::: SUPPLIED DATA

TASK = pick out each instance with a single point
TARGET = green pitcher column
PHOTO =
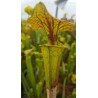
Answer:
(52, 55)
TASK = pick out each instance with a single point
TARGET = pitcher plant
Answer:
(52, 52)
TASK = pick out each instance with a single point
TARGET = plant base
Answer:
(51, 93)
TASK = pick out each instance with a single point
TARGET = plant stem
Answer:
(51, 93)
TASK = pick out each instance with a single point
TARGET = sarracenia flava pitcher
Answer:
(52, 55)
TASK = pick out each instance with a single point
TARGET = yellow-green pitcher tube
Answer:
(52, 55)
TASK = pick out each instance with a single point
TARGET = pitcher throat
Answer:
(51, 93)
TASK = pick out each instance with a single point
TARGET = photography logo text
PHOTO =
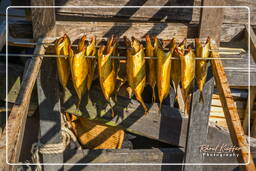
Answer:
(220, 150)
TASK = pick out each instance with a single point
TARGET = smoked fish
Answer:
(92, 62)
(136, 70)
(201, 65)
(79, 69)
(188, 70)
(62, 48)
(151, 65)
(107, 69)
(163, 69)
(176, 66)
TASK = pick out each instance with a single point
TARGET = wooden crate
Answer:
(152, 124)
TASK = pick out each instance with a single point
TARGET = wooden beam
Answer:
(43, 19)
(17, 118)
(198, 124)
(2, 34)
(211, 20)
(49, 108)
(249, 107)
(251, 40)
(230, 111)
(232, 15)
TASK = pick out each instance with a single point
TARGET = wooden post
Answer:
(198, 124)
(43, 19)
(211, 20)
(210, 25)
(49, 109)
(18, 115)
(233, 121)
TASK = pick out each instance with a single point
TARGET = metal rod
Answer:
(121, 47)
(113, 57)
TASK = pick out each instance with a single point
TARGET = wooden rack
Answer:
(174, 128)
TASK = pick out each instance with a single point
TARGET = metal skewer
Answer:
(113, 57)
(122, 47)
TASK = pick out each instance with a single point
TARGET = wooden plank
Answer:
(43, 19)
(230, 111)
(163, 30)
(198, 123)
(251, 40)
(162, 155)
(211, 20)
(210, 25)
(139, 29)
(49, 109)
(249, 107)
(130, 115)
(232, 15)
(2, 34)
(18, 115)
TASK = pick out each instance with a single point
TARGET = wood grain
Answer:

::::::

#### [WHAT TO DO]
Please repeat the data verbatim and leave the pictures out of your copy.

#### [EXERCISE SOLUTION]
TASK = pick out each instance with a single point
TARGET = green pitcher column
PHOTO =
Answer:
(52, 55)
TASK = pick out each instance with a single point
TARGET = pitcher plant
Answer:
(52, 52)
TASK = pick out each instance with a single point
TARGET = plant base
Answer:
(51, 93)
TASK = pick out each instance with a single point
TARGET = plant stem
Answer:
(51, 93)
TASK = pick out each instance with a single point
TARGET = sarracenia flava pitcher
Answer:
(52, 55)
TASK = pick out each instance with a single point
TARGET = yellow-green pitcher tube
Answer:
(52, 55)
TASK = pick out each instance with a single point
TARGET = pitcher throat
Answer:
(51, 93)
TASK = pick out each instance with a single point
TARGET = photography logo text
PHOTO =
Answer:
(220, 150)
TASK = pick out each instance with a single point
TARGET = smoked fish
Answer:
(92, 62)
(136, 70)
(201, 65)
(79, 69)
(188, 70)
(62, 48)
(151, 65)
(107, 69)
(163, 69)
(176, 66)
TASK = pick out each instance with a single point
TARGET = wooden crate
Answer:
(152, 124)
TASK = pick out each instance with a single point
TARGET = wooden beam
Answer:
(43, 19)
(17, 118)
(198, 124)
(2, 34)
(211, 20)
(49, 108)
(249, 107)
(251, 40)
(230, 111)
(232, 15)
TASK = pick out each instance with a single point
TARGET = wooden post
Answer:
(198, 124)
(43, 19)
(211, 20)
(210, 25)
(49, 109)
(18, 115)
(233, 121)
TASK = pick out each instance with a single point
TARGET = metal rod
Answer:
(121, 47)
(113, 57)
TASK = pick out each instance with a single point
TARGET = wooden rack
Answer:
(174, 128)
TASK = pick out each instance with a single point
TARGET = metal skewer
Answer:
(113, 57)
(122, 47)
TASK = pick out each instance with a single point
TARGET = wooden plank
Answer:
(43, 19)
(230, 111)
(163, 30)
(198, 123)
(251, 40)
(162, 155)
(211, 20)
(210, 25)
(139, 29)
(49, 109)
(249, 107)
(130, 115)
(232, 15)
(2, 34)
(18, 115)
TASK = pick out each instance with a single point
TARGET = wood grain
Answer:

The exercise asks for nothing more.